Items from a dataset:
※ ※ ※

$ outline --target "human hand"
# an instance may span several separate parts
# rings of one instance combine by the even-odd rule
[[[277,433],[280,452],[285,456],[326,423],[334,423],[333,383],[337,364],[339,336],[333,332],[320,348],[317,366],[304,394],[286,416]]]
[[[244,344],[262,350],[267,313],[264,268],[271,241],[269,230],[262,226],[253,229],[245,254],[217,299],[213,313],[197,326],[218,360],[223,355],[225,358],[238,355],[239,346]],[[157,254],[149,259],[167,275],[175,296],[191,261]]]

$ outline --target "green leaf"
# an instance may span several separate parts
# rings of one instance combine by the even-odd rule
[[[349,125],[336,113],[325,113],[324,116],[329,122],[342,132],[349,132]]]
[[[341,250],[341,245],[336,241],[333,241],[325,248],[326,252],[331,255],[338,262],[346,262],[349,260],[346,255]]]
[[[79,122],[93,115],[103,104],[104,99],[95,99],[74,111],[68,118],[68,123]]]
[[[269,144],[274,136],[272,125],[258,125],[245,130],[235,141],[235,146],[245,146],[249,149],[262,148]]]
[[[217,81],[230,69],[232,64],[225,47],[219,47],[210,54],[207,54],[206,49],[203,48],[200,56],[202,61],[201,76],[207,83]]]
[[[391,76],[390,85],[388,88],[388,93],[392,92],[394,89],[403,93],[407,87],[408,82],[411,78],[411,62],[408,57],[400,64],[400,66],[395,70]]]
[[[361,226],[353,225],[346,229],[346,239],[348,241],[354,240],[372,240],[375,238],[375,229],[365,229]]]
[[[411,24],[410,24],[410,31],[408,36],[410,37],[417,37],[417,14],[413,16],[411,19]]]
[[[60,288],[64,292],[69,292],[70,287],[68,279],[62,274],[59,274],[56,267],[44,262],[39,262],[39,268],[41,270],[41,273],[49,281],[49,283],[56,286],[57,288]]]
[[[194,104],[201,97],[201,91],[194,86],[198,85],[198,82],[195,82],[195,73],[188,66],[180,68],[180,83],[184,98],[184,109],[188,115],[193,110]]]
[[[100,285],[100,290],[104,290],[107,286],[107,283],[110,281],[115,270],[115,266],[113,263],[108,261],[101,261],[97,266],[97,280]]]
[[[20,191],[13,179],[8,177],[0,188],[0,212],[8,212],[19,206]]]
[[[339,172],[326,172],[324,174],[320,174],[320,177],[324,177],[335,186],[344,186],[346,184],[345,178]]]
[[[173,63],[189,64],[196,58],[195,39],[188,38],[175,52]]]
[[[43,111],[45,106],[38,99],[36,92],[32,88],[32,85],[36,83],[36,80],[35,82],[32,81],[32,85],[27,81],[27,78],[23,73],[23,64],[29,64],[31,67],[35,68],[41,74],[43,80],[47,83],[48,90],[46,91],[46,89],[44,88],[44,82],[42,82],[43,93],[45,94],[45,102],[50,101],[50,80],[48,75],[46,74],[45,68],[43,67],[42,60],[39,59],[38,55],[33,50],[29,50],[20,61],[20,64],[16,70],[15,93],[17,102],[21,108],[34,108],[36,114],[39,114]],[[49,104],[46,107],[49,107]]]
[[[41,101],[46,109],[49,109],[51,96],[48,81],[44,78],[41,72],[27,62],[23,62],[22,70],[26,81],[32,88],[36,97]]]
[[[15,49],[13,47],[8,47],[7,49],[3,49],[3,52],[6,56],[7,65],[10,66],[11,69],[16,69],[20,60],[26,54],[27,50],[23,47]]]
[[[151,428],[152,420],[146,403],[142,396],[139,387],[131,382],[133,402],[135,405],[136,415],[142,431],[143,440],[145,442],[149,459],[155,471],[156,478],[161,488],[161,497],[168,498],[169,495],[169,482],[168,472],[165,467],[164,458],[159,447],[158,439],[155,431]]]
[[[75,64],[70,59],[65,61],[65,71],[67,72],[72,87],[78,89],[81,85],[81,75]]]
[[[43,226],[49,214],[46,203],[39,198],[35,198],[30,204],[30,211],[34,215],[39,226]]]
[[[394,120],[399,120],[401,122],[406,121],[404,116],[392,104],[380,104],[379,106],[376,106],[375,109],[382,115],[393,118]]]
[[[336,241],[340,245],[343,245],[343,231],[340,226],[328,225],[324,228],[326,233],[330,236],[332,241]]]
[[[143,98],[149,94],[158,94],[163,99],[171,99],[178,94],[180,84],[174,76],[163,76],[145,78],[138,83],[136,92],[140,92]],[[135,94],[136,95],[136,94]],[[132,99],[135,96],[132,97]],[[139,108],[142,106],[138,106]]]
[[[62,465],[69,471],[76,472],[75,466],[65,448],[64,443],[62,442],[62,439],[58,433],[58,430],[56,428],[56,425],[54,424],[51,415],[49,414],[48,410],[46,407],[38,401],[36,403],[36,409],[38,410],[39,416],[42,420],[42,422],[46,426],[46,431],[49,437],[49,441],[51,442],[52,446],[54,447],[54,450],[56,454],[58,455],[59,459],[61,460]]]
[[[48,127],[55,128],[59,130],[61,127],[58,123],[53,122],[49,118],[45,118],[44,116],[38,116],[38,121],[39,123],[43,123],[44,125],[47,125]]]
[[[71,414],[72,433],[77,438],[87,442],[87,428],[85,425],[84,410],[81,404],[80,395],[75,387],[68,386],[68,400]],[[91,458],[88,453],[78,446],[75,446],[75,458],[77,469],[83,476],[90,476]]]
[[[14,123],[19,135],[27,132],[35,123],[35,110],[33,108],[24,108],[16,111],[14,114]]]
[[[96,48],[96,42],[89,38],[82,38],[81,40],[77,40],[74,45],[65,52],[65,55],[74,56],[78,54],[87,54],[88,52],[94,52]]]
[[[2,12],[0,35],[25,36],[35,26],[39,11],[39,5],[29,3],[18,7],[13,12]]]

※ ※ ※

TASK TO CARRY OUT:
All entries must be printed exactly, with nothing omitted.

EXERCISE RESPONSE:
$ outline --target "human hand"
# an instance may span several separate parts
# rings of one instance combine by the even-odd rule
[[[277,433],[280,452],[285,456],[326,423],[334,423],[333,383],[337,364],[339,336],[333,332],[320,348],[317,366],[304,394],[286,416]]]
[[[244,344],[262,350],[267,313],[264,268],[271,241],[269,230],[262,226],[253,229],[245,254],[217,299],[213,313],[197,326],[218,360],[223,355],[225,358],[238,355],[239,346]],[[157,254],[149,259],[167,275],[175,296],[191,261]]]

$ outline --target "green leaf"
# an instance may span several separate parts
# rings of one instance combine by the even-odd rule
[[[349,125],[336,113],[325,113],[324,116],[329,122],[342,132],[349,132]]]
[[[341,250],[341,245],[336,241],[333,241],[325,248],[326,252],[331,255],[338,262],[346,262],[349,260],[346,255]]]
[[[79,122],[93,115],[103,104],[104,99],[95,99],[74,111],[68,118],[68,123]]]
[[[269,144],[274,136],[272,125],[258,125],[245,130],[235,141],[235,146],[245,146],[249,149],[262,148]]]
[[[217,81],[230,69],[232,64],[225,47],[219,47],[210,54],[207,54],[206,49],[203,48],[200,56],[202,61],[201,76],[207,83]]]
[[[391,76],[390,85],[388,88],[388,93],[392,92],[394,89],[403,93],[407,87],[408,82],[411,78],[411,62],[408,57],[400,64],[400,66],[395,70]]]
[[[361,226],[353,225],[346,229],[346,239],[348,241],[354,240],[372,240],[375,238],[375,229],[365,229]]]
[[[411,24],[410,24],[410,31],[408,36],[410,37],[417,37],[417,14],[413,16],[411,19]]]
[[[60,288],[64,292],[69,292],[70,287],[68,279],[62,274],[59,274],[56,267],[44,262],[39,262],[39,268],[41,270],[41,273],[49,281],[49,283],[56,286],[57,288]]]
[[[194,104],[201,97],[201,91],[194,86],[198,85],[198,82],[195,82],[195,73],[188,66],[180,68],[180,83],[184,98],[184,109],[188,115],[193,110]]]
[[[100,285],[100,290],[104,290],[107,286],[107,283],[110,281],[115,270],[115,266],[113,263],[108,261],[101,261],[97,266],[97,280]]]
[[[20,191],[13,179],[8,177],[0,188],[0,212],[8,212],[19,206]]]
[[[339,172],[326,172],[324,174],[320,174],[320,177],[324,177],[335,186],[344,186],[346,184],[345,178]]]
[[[173,63],[189,64],[196,58],[195,39],[188,38],[175,52]]]
[[[43,111],[45,106],[38,99],[36,92],[32,88],[32,85],[36,83],[36,80],[35,82],[32,81],[32,85],[27,81],[27,78],[23,73],[23,64],[29,64],[31,67],[35,68],[41,74],[43,80],[47,83],[48,90],[46,91],[46,89],[44,88],[44,82],[42,82],[43,93],[45,94],[45,102],[50,101],[50,80],[48,75],[46,74],[45,68],[43,67],[42,60],[39,59],[38,55],[33,50],[29,50],[20,61],[20,64],[16,70],[15,93],[17,102],[21,108],[34,108],[36,114],[39,114]],[[49,104],[46,107],[49,107]]]
[[[41,101],[46,109],[49,109],[51,96],[48,81],[44,78],[41,72],[27,62],[23,62],[22,70],[26,81],[32,88],[36,97]]]
[[[15,49],[13,47],[8,47],[7,49],[3,49],[3,52],[6,56],[7,65],[10,66],[11,69],[16,69],[20,60],[26,54],[27,50],[23,47]]]
[[[151,428],[152,420],[146,403],[142,396],[139,387],[131,382],[133,402],[135,405],[136,415],[142,431],[143,440],[145,442],[149,459],[155,471],[156,478],[161,488],[161,497],[168,498],[169,495],[169,482],[168,472],[165,467],[164,458],[159,447],[158,439],[155,431]]]
[[[75,64],[70,59],[65,61],[65,71],[67,72],[72,87],[78,89],[81,85],[81,75]]]
[[[43,226],[49,214],[46,203],[39,198],[35,198],[30,204],[30,211],[34,215],[39,226]]]
[[[394,120],[399,120],[401,122],[406,121],[404,116],[392,104],[380,104],[379,106],[376,106],[375,109],[382,115],[393,118]]]
[[[336,241],[340,245],[343,245],[343,231],[340,226],[328,225],[324,228],[326,233],[330,236],[332,241]]]
[[[143,98],[149,94],[158,94],[163,99],[171,99],[178,94],[180,84],[174,76],[163,76],[145,78],[138,83],[136,92],[140,92]],[[135,94],[136,95],[136,94]],[[132,99],[135,96],[132,97]],[[139,108],[142,106],[138,106]]]
[[[62,465],[69,471],[76,472],[75,466],[65,448],[64,443],[62,442],[62,439],[58,433],[58,430],[56,428],[56,425],[54,424],[51,415],[49,414],[48,410],[46,407],[38,401],[36,403],[36,409],[38,410],[39,416],[42,420],[42,422],[46,426],[46,431],[49,437],[49,441],[51,442],[52,446],[54,447],[54,450],[56,454],[58,455],[59,459],[61,460]]]
[[[48,127],[55,128],[59,130],[61,127],[58,123],[53,122],[49,118],[45,118],[44,116],[38,116],[38,121],[39,123],[43,123],[44,125],[47,125]]]
[[[71,414],[72,433],[77,438],[87,442],[87,428],[85,425],[84,410],[81,404],[80,395],[75,387],[68,386],[68,400]],[[91,458],[88,453],[78,446],[75,446],[75,458],[77,469],[83,476],[90,476]]]
[[[14,123],[19,135],[27,132],[35,123],[35,110],[33,108],[24,108],[16,111],[14,114]]]
[[[96,48],[96,42],[89,38],[82,38],[81,40],[77,40],[74,45],[65,52],[65,55],[74,56],[78,54],[87,54],[88,52],[94,52]]]
[[[2,12],[0,35],[25,36],[35,26],[39,11],[39,5],[29,3],[18,7],[13,12]]]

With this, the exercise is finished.